● Your objective
Please change "pin" to "marker" in everything from the start of the items down to the line containing "(1207, 502)", and write out those lines with nothing else altered.

● Record list

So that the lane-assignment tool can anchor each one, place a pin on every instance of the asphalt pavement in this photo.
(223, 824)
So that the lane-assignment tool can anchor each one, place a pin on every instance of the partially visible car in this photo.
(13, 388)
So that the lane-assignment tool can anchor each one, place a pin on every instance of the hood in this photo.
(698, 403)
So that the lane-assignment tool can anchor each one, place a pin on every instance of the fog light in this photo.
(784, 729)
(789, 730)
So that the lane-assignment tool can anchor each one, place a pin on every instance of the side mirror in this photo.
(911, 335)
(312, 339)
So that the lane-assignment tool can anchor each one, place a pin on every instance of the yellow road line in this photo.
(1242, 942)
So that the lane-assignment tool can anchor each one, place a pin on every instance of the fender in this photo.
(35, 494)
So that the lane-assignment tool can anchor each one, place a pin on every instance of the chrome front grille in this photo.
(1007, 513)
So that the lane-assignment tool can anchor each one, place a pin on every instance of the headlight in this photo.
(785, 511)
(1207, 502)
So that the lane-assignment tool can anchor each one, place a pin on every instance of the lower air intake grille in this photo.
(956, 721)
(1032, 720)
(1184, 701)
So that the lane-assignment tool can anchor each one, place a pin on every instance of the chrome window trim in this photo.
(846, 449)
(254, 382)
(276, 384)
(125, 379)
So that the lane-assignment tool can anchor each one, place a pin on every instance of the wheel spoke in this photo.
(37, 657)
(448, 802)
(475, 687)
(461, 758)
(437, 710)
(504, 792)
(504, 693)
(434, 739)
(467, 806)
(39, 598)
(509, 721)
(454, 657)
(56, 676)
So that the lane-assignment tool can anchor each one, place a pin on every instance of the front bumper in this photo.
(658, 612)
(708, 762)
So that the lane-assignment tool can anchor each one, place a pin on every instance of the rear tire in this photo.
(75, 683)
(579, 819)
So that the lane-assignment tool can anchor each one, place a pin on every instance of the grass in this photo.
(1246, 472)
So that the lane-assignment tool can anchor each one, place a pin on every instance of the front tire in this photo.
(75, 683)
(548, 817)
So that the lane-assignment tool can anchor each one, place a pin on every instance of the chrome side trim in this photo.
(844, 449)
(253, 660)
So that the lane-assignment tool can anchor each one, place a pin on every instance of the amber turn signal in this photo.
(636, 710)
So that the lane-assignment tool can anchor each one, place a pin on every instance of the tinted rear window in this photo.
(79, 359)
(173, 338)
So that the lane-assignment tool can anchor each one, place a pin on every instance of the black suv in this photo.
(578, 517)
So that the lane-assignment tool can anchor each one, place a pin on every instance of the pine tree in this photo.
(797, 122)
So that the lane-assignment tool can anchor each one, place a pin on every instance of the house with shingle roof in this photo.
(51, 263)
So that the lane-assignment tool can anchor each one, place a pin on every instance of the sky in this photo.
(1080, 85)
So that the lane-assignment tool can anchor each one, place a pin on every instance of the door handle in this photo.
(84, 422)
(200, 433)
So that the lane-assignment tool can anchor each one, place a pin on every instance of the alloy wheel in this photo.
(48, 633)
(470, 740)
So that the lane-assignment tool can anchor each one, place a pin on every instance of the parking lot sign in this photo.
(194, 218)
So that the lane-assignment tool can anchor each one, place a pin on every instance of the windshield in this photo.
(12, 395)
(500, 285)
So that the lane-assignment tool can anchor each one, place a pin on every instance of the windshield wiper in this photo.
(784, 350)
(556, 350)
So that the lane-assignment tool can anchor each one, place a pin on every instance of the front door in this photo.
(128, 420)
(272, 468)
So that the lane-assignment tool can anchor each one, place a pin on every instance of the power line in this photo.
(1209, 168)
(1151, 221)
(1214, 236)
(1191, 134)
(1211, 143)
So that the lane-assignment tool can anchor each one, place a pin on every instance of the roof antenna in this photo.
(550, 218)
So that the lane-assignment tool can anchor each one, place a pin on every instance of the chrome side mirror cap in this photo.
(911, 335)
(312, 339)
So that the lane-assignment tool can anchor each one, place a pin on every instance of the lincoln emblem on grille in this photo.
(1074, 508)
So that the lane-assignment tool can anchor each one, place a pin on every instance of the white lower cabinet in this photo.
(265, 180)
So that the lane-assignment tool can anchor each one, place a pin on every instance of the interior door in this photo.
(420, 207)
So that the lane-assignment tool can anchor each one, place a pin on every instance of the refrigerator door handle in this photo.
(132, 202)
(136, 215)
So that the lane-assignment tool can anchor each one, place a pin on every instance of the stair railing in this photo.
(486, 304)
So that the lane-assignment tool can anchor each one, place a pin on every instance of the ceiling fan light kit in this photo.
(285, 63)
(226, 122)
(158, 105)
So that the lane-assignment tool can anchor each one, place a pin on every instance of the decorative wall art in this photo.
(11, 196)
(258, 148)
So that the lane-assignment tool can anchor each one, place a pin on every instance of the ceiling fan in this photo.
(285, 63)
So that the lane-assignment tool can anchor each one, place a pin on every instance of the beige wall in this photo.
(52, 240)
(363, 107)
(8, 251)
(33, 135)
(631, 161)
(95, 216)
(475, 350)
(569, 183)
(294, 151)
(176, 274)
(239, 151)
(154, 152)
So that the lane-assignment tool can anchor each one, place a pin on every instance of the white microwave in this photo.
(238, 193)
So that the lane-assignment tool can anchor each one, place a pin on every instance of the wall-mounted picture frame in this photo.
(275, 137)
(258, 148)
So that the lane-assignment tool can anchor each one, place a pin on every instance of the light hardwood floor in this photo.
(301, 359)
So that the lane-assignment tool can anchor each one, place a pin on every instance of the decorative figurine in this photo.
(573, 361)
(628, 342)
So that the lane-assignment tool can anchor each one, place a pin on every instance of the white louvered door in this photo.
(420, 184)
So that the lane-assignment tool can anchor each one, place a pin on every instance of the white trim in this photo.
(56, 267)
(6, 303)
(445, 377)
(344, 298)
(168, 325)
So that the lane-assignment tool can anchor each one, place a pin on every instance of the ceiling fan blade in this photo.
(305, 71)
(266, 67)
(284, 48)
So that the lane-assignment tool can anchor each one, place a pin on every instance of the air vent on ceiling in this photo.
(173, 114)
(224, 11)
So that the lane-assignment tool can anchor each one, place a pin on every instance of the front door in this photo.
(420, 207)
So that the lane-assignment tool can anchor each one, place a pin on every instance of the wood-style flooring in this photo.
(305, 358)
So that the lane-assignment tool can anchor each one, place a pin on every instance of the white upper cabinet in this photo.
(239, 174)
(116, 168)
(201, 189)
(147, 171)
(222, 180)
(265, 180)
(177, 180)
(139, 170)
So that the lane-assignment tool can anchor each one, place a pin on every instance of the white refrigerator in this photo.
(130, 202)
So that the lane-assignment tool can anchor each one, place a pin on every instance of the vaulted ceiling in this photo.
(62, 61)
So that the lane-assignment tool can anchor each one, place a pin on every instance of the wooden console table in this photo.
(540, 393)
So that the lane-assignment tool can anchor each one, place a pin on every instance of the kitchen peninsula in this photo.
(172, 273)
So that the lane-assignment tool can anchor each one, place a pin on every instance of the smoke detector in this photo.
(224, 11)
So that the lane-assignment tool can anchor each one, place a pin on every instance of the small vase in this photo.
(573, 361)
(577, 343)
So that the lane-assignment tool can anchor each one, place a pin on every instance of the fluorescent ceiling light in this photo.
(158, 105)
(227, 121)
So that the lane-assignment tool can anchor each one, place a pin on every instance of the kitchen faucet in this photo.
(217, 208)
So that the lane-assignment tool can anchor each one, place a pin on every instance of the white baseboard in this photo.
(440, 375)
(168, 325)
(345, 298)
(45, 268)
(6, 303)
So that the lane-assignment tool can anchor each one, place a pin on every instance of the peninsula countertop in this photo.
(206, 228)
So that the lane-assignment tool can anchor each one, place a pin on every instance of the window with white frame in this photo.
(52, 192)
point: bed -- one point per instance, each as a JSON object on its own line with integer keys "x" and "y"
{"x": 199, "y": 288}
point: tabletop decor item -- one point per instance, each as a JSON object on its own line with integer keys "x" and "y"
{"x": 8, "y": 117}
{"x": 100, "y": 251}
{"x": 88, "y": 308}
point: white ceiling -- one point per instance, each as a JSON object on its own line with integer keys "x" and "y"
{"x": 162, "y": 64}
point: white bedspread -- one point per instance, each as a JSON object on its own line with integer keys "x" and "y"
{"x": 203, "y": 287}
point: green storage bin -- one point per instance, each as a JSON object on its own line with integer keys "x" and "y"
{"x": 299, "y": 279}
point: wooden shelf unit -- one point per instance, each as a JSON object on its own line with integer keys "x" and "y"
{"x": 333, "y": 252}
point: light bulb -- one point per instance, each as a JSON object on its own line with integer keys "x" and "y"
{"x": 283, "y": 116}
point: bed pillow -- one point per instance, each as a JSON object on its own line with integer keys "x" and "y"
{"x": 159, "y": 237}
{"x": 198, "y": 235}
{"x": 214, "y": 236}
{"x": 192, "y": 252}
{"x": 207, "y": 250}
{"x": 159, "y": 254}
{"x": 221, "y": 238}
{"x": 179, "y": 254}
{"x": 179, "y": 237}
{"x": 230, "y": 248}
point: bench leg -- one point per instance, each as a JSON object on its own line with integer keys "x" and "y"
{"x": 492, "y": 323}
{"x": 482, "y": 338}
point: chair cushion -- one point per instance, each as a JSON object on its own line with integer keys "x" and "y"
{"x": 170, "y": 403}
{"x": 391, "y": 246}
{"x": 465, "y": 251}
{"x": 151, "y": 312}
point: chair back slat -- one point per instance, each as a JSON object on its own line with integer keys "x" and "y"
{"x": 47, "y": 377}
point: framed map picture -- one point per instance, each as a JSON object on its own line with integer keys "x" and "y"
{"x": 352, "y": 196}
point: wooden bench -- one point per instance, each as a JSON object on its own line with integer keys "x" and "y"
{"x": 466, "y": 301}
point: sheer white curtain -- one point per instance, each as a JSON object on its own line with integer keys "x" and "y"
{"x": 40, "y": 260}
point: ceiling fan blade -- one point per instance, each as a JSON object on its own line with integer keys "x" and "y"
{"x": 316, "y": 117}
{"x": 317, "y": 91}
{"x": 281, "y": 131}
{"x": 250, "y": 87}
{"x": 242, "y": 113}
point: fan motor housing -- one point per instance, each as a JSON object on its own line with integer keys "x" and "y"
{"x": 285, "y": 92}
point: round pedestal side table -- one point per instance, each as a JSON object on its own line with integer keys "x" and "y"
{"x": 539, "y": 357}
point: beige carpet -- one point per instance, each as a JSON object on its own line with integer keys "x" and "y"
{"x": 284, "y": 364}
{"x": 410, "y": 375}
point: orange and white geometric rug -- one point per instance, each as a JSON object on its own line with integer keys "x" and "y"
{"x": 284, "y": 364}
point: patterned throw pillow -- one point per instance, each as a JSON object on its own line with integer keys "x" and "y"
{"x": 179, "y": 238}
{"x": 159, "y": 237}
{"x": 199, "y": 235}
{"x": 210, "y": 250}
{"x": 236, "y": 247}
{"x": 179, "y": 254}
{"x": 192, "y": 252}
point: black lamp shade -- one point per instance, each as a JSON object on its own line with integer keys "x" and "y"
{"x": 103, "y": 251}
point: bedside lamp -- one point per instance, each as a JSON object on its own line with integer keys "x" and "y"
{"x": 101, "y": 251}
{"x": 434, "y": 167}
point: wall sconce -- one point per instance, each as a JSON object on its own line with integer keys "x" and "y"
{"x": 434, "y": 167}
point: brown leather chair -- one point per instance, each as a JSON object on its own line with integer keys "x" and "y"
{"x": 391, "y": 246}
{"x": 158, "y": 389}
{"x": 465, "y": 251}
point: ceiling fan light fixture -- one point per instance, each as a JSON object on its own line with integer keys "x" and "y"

● Written solution
So that the lane-assignment tool can anchor each one, place a marker on every instance of the asphalt pavement in this photo.
(223, 824)
So that the lane-assignment tool can anchor each one, place a marker on every instance of the partially visible car in this photo.
(13, 388)
So that the lane-assignment tool can anchor each one, place a marker on every instance of the hood in this photo.
(698, 403)
So that the lane-assignment tool can anchor each one, place a marker on every instance of the fog light in this photo.
(784, 729)
(789, 730)
So that the lane-assignment tool can anchor each one, place a marker on every instance of the side mirror in this photo.
(911, 335)
(312, 339)
So that the lane-assignment tool can anchor each one, place a marker on every instance of the yellow road line in this photo.
(1242, 942)
So that the lane-assignment tool can anchor each one, place a marker on every instance of the fender in this photo.
(35, 494)
So that the lane-assignment tool can anchor each one, place a marker on every instance of the chrome front grille in this photo.
(1007, 513)
So that the lane-assignment tool can anchor each one, place a marker on every instance of the headlight in this photo.
(785, 511)
(1207, 502)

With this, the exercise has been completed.